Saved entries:
====
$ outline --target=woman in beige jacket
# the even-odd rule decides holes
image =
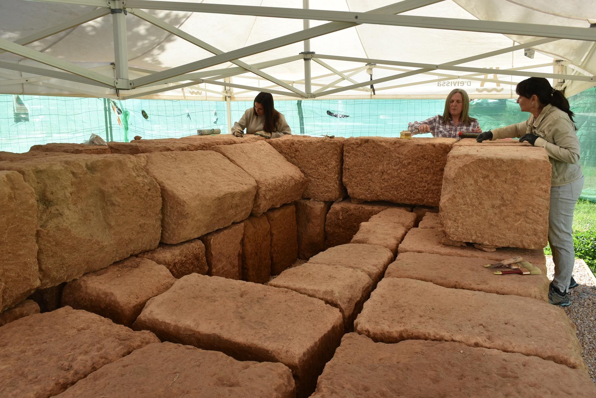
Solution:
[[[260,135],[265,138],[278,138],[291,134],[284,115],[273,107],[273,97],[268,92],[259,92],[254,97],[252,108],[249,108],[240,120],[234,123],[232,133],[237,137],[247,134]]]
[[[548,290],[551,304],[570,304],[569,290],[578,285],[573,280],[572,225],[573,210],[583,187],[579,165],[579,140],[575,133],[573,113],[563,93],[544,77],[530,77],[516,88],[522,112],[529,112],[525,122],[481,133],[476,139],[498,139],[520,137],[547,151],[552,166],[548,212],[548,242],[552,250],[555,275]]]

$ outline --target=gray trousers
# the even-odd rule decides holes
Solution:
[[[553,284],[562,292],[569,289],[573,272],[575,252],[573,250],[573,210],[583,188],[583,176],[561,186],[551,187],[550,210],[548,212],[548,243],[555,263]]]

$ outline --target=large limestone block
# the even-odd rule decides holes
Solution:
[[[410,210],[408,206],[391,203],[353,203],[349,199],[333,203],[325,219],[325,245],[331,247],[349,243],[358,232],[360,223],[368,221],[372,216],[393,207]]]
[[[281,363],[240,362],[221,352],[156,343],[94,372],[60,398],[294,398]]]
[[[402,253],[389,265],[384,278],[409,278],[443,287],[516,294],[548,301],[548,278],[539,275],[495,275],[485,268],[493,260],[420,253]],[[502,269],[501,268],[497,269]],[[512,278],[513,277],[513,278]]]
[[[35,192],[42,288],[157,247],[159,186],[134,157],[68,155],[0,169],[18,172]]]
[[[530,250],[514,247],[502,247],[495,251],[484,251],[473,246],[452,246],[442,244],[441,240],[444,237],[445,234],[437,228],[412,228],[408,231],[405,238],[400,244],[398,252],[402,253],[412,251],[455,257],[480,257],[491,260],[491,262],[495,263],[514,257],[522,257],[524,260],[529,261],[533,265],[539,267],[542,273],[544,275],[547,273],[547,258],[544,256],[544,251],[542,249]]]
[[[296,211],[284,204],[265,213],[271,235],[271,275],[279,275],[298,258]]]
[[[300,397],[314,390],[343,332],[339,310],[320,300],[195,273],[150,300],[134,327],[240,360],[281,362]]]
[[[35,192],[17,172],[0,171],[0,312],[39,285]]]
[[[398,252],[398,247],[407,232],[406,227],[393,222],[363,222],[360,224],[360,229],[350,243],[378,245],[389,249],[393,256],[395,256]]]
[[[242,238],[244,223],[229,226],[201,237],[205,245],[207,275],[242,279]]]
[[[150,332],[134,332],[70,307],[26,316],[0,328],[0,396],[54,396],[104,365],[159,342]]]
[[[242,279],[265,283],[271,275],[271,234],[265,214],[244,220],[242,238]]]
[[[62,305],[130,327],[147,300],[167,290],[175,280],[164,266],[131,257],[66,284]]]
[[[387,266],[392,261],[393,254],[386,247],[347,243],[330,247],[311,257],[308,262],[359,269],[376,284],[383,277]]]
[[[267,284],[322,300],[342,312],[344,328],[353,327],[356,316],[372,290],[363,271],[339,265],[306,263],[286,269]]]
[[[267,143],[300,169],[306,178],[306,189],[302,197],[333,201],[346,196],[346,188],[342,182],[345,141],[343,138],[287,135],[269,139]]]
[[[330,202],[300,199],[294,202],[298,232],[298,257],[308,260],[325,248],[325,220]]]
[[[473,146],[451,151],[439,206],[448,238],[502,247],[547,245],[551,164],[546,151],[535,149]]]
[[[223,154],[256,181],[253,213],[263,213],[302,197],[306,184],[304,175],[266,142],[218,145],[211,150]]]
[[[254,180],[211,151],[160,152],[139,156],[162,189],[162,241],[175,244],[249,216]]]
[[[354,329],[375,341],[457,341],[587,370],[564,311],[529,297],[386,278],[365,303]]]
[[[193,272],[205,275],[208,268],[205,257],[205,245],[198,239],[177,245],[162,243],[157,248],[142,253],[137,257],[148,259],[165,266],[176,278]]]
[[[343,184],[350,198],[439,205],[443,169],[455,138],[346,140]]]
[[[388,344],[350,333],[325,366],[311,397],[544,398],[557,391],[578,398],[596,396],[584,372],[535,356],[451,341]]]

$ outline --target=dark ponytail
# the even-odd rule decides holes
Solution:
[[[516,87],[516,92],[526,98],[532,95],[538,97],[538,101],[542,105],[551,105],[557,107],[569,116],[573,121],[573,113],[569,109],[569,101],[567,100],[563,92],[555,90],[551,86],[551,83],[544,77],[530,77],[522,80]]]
====
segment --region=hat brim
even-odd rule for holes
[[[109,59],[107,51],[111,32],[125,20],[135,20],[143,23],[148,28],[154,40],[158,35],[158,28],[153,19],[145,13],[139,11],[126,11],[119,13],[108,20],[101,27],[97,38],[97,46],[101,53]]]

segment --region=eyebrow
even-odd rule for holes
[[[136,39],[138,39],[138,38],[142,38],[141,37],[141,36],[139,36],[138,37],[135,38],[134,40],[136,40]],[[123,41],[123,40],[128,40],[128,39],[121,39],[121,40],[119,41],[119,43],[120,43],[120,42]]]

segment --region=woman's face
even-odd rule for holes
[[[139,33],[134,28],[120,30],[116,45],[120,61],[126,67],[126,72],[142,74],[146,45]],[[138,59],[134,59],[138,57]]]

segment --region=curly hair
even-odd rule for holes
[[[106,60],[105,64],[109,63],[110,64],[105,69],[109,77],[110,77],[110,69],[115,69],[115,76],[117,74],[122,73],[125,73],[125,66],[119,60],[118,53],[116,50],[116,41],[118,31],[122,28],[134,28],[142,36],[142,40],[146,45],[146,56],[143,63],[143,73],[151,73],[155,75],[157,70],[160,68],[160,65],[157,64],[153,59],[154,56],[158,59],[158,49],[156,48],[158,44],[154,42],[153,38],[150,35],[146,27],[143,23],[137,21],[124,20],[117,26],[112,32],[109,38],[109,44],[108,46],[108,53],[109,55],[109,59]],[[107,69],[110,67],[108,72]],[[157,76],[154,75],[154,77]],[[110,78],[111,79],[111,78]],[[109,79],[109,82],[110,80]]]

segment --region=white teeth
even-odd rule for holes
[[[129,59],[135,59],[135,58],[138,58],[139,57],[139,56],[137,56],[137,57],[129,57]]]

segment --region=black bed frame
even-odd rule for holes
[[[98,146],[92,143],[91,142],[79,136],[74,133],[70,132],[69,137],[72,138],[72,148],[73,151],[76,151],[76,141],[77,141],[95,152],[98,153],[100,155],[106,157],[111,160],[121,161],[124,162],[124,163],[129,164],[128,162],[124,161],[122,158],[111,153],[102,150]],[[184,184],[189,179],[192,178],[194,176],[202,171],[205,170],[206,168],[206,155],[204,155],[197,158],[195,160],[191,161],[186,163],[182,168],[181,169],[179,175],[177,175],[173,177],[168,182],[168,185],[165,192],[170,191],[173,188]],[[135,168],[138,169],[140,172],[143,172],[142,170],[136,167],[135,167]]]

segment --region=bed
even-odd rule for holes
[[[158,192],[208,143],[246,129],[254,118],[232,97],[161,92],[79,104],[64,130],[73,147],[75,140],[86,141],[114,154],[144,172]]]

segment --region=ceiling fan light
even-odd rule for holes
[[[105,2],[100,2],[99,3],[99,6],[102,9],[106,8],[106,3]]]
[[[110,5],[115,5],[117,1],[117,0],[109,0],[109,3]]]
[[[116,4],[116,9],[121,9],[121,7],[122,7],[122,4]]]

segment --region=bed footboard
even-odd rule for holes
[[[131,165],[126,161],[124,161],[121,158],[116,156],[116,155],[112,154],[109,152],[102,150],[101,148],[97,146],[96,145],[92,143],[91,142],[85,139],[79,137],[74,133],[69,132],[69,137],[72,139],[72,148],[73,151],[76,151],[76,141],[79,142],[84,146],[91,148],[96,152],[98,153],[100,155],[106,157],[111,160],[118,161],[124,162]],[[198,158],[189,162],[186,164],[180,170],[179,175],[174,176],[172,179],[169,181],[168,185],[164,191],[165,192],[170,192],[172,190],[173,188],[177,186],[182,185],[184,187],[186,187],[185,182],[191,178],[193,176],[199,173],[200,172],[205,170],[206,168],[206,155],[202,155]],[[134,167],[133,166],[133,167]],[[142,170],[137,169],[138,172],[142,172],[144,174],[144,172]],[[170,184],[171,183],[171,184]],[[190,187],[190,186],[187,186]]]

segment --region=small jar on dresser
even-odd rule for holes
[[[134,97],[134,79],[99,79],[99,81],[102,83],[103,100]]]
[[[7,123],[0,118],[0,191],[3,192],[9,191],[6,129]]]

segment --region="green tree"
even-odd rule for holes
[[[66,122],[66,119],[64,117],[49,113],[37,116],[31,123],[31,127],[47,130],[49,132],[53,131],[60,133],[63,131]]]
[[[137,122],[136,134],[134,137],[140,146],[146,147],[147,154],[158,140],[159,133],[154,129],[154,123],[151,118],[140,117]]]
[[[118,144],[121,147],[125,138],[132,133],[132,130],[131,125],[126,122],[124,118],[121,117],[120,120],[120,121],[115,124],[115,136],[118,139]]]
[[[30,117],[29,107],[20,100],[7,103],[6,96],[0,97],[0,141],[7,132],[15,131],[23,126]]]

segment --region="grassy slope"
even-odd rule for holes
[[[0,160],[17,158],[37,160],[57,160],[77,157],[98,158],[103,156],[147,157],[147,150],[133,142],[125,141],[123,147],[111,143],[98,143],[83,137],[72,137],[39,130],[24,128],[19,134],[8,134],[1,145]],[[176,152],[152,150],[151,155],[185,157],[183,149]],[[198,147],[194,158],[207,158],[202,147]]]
====
Please copy word for word the lines of the entries starting at the line that contains "segment --region=ceiling fan light" and stopping after the line that contains "[[[116,4],[116,9],[121,9],[121,7],[122,7],[122,4]]]".

segment --region=ceiling fan light
even-odd rule for holes
[[[105,2],[100,2],[99,3],[99,6],[102,9],[106,8],[106,3]]]
[[[110,5],[115,5],[117,1],[117,0],[109,0],[109,3]]]
[[[116,4],[116,9],[121,9],[121,7],[122,7],[122,4]]]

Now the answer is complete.